▸ **COMPITI DA SVOLGERE**
a. Rispondi a queste domande sulla recensione di The Last Stand:
(i) Quando l'autore ha visto il film?
(ii) Quale film precedente viene definito un "quadretto" non proprio esaltante?
(iii) Di chi, secondo l'autore, The Last Stand non è un film?
b. Prosegui la recensione di The Last Stand partendo subito dopo l'ultima frase.

▸ **BRANO**
Mettiamo un po’ di musica, intanto.
Calma, molta calma…
Lo dico a me stesso, operché quando si tratta di Arnold Schwarzenegger vado fuori di testa, lo sapete.
Ebbene, quello che segue è un giudizio a caldo su The Last Stand – L’ultima sfida, visto ieri sera. Forse col tempo maturerà, forse no, perché lo Zio troverà in me sempre un tifoso accanito.
Comunque, per farla breve, The Last Stand è epico.
Punto.
E potrei chiuderla qui.
Voglio dire, stavamo tutti lì ad aspettare il ritorno, dopo il non proprio esaltante quadretto fornito da i Mercenari 2 (almeno per ciò che riguardava il nostro preferito), dubbiosi financo dal trailer, diciamolo, anche lui non esaltante. E invece, se ce ne fosse bisogno, è utile ribadire di non giudicare mai dalla copertina.
Poi, chiariamoci, stiamo parlando del genere action inteso da Schwarzenegger, che corrisponde a certi canoni, e lo sappiamo: non è un film dei Dardenne. Non ha mai voluto esserlo, e non si prende sul serio.
Ma.
Perché c’è un ma grossissimo.

▸ **RIGHE**
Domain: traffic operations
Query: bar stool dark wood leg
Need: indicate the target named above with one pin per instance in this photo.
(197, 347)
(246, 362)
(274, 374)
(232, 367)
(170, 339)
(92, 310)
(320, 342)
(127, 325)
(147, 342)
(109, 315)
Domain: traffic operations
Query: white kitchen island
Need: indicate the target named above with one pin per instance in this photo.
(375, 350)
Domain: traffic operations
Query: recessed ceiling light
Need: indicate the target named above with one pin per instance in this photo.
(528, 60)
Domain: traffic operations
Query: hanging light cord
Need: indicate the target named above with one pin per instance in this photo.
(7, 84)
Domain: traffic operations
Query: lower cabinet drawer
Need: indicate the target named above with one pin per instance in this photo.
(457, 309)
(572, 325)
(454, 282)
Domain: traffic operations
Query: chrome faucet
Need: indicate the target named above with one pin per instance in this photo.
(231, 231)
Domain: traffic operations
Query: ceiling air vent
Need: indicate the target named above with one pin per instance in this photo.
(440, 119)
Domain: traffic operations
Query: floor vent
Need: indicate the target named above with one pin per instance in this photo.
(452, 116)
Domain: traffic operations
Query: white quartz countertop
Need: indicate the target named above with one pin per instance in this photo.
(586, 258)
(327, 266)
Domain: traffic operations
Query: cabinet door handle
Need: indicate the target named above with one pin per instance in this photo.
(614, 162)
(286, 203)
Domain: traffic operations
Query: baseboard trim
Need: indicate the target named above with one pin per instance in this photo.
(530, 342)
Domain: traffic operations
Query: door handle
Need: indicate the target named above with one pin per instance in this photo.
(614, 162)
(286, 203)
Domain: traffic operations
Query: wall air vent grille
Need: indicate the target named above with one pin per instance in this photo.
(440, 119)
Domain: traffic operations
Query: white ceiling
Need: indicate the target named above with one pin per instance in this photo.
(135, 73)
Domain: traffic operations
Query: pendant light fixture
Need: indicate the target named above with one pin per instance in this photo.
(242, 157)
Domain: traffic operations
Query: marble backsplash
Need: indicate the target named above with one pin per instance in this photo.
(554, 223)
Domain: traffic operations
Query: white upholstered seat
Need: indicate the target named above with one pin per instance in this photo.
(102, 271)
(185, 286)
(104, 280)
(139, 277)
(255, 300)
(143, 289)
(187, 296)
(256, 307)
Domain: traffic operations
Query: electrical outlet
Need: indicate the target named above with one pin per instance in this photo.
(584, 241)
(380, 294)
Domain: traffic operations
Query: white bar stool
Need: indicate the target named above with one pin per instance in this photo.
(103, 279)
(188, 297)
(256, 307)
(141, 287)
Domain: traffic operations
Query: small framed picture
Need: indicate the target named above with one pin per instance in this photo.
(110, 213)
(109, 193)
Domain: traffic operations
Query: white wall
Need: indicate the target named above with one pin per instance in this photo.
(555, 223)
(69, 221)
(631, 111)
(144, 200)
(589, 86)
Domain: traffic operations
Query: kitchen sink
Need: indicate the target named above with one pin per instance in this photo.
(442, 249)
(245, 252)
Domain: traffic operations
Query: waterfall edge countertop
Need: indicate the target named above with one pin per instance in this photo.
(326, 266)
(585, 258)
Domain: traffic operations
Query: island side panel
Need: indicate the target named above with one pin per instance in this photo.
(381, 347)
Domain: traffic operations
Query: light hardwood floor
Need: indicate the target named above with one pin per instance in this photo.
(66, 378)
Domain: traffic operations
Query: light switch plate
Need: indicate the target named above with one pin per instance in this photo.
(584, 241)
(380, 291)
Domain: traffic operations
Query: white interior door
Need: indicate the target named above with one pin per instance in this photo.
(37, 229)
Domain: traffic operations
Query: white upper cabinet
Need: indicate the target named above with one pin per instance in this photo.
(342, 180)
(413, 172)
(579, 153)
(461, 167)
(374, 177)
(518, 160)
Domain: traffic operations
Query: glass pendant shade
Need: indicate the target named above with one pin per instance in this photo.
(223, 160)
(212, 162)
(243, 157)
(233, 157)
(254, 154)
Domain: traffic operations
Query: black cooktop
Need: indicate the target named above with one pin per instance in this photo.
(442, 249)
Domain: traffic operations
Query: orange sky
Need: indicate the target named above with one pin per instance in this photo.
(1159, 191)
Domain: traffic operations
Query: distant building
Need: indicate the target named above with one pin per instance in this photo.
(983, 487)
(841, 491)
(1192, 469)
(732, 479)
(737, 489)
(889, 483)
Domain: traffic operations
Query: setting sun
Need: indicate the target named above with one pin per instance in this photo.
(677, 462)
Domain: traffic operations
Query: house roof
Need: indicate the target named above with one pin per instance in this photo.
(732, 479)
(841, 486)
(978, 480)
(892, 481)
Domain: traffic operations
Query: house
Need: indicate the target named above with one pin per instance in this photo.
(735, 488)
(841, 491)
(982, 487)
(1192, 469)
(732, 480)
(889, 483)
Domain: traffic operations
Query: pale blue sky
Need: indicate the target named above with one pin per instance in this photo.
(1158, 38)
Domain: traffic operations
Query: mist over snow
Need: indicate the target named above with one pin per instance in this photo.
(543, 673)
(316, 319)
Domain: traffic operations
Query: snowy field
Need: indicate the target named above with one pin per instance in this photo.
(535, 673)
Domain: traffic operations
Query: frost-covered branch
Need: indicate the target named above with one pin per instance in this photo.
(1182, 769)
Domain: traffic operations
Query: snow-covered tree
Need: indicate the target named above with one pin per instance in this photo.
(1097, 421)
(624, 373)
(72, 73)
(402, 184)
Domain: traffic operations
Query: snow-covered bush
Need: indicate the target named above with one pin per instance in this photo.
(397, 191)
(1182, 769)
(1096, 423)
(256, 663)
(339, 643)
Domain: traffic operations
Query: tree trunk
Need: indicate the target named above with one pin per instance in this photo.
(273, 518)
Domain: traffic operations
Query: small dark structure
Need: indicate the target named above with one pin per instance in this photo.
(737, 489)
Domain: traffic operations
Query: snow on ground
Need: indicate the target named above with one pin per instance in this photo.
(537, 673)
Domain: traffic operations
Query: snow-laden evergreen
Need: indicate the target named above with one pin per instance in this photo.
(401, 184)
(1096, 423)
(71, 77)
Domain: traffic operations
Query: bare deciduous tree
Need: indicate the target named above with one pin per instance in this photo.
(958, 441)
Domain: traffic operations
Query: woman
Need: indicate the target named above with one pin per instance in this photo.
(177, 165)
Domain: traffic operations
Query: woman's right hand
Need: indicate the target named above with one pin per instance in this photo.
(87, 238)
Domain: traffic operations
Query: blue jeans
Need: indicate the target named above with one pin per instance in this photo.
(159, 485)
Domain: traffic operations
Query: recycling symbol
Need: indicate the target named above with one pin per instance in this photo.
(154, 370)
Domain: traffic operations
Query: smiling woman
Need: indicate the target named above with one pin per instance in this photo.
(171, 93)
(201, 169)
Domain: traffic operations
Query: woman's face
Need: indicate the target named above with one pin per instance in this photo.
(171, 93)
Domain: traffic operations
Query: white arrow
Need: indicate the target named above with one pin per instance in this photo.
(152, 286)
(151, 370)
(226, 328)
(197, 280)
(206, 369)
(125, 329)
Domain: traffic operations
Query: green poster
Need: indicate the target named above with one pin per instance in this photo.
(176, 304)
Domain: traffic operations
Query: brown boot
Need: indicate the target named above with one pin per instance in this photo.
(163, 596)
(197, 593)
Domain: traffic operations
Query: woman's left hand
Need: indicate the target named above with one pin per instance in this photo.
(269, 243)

--

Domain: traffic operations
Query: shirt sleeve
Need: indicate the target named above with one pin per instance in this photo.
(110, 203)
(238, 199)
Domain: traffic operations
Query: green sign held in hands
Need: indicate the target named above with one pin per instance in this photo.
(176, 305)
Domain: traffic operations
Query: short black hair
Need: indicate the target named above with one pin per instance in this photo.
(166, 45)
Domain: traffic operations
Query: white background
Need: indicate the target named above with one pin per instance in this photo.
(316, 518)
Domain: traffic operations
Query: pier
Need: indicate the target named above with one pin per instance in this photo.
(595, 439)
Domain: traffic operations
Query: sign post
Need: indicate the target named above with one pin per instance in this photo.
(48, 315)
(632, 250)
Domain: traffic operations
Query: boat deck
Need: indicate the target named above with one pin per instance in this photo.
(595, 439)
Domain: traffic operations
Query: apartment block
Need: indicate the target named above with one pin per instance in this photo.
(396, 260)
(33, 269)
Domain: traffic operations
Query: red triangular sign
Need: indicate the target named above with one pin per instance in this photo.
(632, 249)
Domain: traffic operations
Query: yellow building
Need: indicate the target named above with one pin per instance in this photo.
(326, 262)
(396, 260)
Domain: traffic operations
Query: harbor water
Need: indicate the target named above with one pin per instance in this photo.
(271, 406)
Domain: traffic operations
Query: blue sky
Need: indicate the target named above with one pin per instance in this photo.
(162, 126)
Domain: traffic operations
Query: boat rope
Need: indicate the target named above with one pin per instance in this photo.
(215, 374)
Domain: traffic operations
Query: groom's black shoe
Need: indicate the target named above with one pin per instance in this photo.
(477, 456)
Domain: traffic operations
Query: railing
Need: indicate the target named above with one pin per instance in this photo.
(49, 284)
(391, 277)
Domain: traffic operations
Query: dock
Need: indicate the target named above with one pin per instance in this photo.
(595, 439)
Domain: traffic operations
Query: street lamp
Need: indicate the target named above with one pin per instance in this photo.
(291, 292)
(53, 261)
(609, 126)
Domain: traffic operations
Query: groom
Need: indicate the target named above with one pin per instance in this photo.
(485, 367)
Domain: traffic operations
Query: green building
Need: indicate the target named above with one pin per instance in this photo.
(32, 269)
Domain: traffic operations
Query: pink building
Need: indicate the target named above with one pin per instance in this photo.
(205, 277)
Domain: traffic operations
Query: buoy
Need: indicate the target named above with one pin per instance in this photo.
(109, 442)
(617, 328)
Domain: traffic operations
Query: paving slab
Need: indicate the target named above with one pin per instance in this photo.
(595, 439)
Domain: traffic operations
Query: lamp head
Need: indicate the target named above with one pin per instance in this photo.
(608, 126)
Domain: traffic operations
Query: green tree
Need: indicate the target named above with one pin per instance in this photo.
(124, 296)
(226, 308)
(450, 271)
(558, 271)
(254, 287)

▸ **RISPOSTE AI COMPITI**
a.
(i) Ieri sera.
(ii) I Mercenari 2.
(iii) Dei Dardenne.

b.
Il ma è che The Last Stand non riprende il cinema di Arnold da dove lo avevamo lasciato, quei non troppo brillanti Danni Collaterali, Il Sesto Giorno, etc… che, diciamocelo, erano delle immani cazzate.
Qui si fa un bel salto indietro, fino al decennio aureo, gli anni ’80, incredibile, ma vero.
Arnold è Ray, lo Sceriffo di Sommerton, una cittadina di confine statunitense. Anzi, proprio sul confine col Messico, alle spalle un canyon immenso.
***
Solo che Gabriel Cortez (Eduardo Noriega), narcotrafficante fuggito dalla custodia dell’FBI, s’è messo in testa di attraversarlo, quel canyon, con l’ausilio di un ponte militare (di quelli tirati su in una notte, per intenderci), grazie alla spietata e violenta collaborazione dei suoi seguaci. Sulla sua strada, si mettono lo Sceriffo e i suoi aiutanti.
E lo fanno con una potenza di fuoco devastante.
Jee-woon Kim alla regia. Regia di classe, permettetemi. E lo si vede da pochi, semplici trucchetti nella costruzione dell’intreccio, trucchetti che però fanno capire che ogni dettaglio presentato nel film è stato previsto e ragionato, tanti piccoli fucili di Checov che trovano, dopo mezz’ora, o un’ora e mezza, giusto riutilizzo. Un esempio? All’inizio si vede una Chevrolet parcheggiata in un certo posto, stessa Chevrolet utilizzata da Arnold, alla fine. Primo fucile.
Secondo fucile: un’auto velocissima che sfreccia al buio a 320 km/h. È la Corvette con la quale Cortez ha intenzione di sfrecciare verso il Messico. 1000 cavalli di potenza assoluta. Si vede all’inizio, il suo utilizzo è giustificato.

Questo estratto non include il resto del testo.